§ **OBIETTIVO**
Riscrivi tutte le voci sostituendo "tight bounding box" con "precise bounding box" e lasciando invariato tutto il resto. Ometti le immagini dalla risposta.

·····

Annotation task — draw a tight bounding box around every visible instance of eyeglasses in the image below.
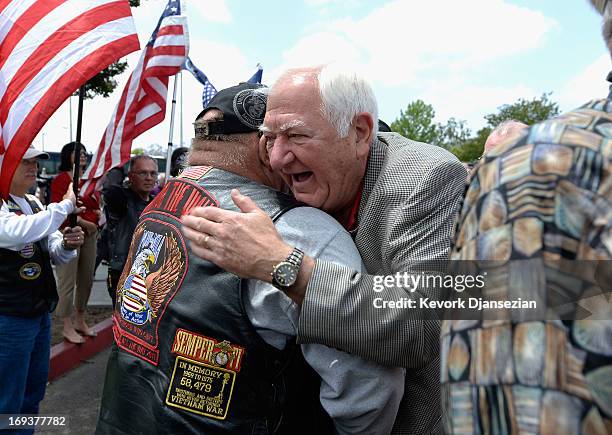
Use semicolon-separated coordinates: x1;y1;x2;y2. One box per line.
133;171;157;178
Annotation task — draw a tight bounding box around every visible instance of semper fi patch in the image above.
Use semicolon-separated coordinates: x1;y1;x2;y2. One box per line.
166;329;244;420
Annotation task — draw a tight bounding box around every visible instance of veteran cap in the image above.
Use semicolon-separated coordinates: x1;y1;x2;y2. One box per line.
195;83;268;137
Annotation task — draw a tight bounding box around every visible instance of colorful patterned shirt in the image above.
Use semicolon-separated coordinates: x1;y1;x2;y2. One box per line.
441;100;612;434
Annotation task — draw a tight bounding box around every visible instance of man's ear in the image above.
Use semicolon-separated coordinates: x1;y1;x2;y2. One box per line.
258;136;273;172
353;112;374;158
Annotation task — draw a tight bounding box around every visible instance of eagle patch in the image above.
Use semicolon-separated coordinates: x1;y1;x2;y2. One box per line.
113;218;187;365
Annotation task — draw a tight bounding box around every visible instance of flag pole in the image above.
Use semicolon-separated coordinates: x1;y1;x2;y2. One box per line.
164;73;178;183
70;85;85;227
179;70;184;147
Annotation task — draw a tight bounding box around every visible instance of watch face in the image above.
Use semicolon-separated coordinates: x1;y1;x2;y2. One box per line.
274;262;299;287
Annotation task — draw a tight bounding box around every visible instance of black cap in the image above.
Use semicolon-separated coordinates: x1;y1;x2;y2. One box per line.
195;83;268;137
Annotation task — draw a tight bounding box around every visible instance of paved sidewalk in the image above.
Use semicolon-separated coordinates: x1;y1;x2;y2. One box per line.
87;264;112;307
36;348;110;435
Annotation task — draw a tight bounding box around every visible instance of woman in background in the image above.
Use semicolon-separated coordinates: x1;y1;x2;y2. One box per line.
51;142;100;344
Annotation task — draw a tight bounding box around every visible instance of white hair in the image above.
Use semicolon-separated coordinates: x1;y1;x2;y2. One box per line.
591;0;612;53
317;63;378;138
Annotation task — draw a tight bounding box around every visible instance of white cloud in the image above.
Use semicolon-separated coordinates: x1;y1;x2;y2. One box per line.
283;0;558;85
422;84;540;132
553;54;612;112
185;0;233;23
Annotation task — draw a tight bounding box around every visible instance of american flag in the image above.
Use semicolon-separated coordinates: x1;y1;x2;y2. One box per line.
247;63;263;84
0;0;139;198
123;275;147;311
183;57;263;108
81;0;189;196
183;57;217;107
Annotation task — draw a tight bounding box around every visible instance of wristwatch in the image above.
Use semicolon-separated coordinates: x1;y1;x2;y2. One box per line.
272;248;304;290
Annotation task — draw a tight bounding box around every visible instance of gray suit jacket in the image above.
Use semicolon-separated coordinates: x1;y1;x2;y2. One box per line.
298;133;467;434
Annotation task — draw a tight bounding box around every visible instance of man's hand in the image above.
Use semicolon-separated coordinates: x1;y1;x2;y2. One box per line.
62;183;85;214
182;189;293;282
77;217;98;235
62;227;85;250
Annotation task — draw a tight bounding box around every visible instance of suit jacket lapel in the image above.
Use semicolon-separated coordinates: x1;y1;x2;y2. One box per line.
358;136;387;222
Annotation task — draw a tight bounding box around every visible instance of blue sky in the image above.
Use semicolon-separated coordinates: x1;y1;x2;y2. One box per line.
35;0;611;152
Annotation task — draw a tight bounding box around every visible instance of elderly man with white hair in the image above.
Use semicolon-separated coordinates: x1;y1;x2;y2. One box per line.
183;65;466;434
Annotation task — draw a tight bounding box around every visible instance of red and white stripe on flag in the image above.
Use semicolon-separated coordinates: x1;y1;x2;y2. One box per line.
81;10;189;196
0;0;139;197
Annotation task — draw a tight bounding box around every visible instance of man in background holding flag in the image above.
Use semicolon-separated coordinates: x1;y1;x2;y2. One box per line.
81;0;189;195
0;147;85;430
0;0;138;198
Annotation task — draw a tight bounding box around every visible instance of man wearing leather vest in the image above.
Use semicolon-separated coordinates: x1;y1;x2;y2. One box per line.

·····

§ **OUTPUT COMPLETO**
Annotation task — draw a precise bounding box around every visible instance of eyeglasses in the image below.
Use semicolon-separated coordinates: x1;y1;x2;y2. One box per line.
133;171;157;178
Annotation task — draw a precise bounding box around every visible instance of semper fi patch in the image above.
Use semicolon-separated coordinates: x1;y1;x2;y2. One box per line.
166;329;244;420
Annotation task — draw a precise bounding box around every visible instance of veteran cap in the image above.
Use semicolon-separated coordinates: x1;y1;x2;y2. One box per line.
195;83;268;137
Annotation task — draw a precise bounding box around every visible instance of colorful patterned shirt in the image above.
Use semicolon-separated coordinates: x1;y1;x2;y2. One box per line.
441;100;612;434
Annotation task — draw a precise bounding box around every visible instance of man's ear in the image above.
Use semicolon-separated coordinates: x1;y1;x2;y2. One box per line.
258;136;273;172
353;112;374;158
Annotation task — draw a precise bounding box around every visible instance of eagle patch in the image above.
Use semicolon-separated coordinates: x1;y1;x2;y2. One box per line.
113;218;187;365
Annotation task — draw a precise bounding box around every visible instance of flag pole in the image above.
Use semicolon-separated coordinates: x1;y1;x2;y2. One box per line.
164;73;178;183
70;85;85;227
179;70;184;147
Annotation task — draw a precise bounding box around every visible instance of watch face in the image above.
Use semicolon-separated coordinates: x1;y1;x2;y2. One box per line.
274;262;299;287
Annotation task — draw a precise bounding box around every visible instance of black cap in the image above.
Use semicolon-separated coordinates: x1;y1;x2;y2. One box per line.
195;83;268;137
Annotation task — draw a precise bounding box around every visible instance of paved sidewalk in the image above.
Use semicolon-separated coordinates: x1;y1;x2;y2. One box per line.
87;264;112;307
36;348;110;435
Annotation task — draw a precise bounding box around every visible instance of woman in background in the image above.
Use semicolon-separated coordinates: x1;y1;x2;y2. One box per line.
51;142;100;344
Annotation task — draw a precise bounding box around every visible instance of white hair in the image above.
Use semicolon-separated coordinates: x1;y1;x2;y2. One box per line.
591;0;612;53
317;63;378;138
Annotation task — draw a precise bounding box around every visible instance of white cloud in the image above.
Use semicolon-separated coordinates: x1;y1;x2;y2. One box per line.
283;0;558;85
422;84;540;132
553;54;612;112
185;0;233;23
Annotation task — draw a precise bounding box around every visible instance of american flag in the image above.
Use semicolon-separated coordinates: x1;y1;x2;y2. One box per line.
247;63;263;84
0;0;139;198
123;275;147;311
183;57;263;108
81;0;189;196
183;57;217;107
Annotation task — draw a precise bounding box around every visible instance of wristwatch in the image above.
Use semicolon-separated coordinates: x1;y1;x2;y2. One box per line.
272;248;304;290
Annotation task — draw a precise bounding box around every visible instance of gray suit jacket in the image above.
Use semicolon-separated coordinates: x1;y1;x2;y2. One box per line.
298;133;467;434
Annotation task — draw a precise bounding box around every visible instance of man's hand in the image above.
Use semicolon-separated coordinates: x1;y1;x2;y2. One box per line.
62;183;85;214
182;189;293;282
77;217;98;235
62;227;85;250
Annotation task — draw a precise bounding box around every visible instance of suit jacket lapel in the image above.
Use semicolon-separated coordinates: x1;y1;x2;y2. One box per line.
358;136;387;222
Annotation task — draw a precise bounding box around every visible instance of blue sky in the image above.
Use semicolon-separated coordinates: x1;y1;x2;y2. One box per line.
35;0;611;152
Annotation task — draw a precise bounding box around every visible instance of elderly man with white hair in the image above.
Use semicolon-separated coordinates: x1;y1;x2;y2. One box per line.
183;65;466;434
Annotation task — draw a precise bounding box around every visible instance of red and white stripe on flag in the image above.
Use semicolon-separated coordinates: x1;y1;x2;y2. One box per line.
81;10;189;196
0;0;139;197
Annotation task — draw a precise bounding box around every visible instance of man in background holding flag in the image above.
Use semicolon-separated coordinates: x1;y1;x2;y2. One box per line.
81;0;189;195
0;147;85;430
0;0;138;198
Annotation task — draw a precise bounding box around every visible instance of man wearing leather vest in the image above.
Use semicolon-separated coordinates: x1;y1;x2;y2. One box per line.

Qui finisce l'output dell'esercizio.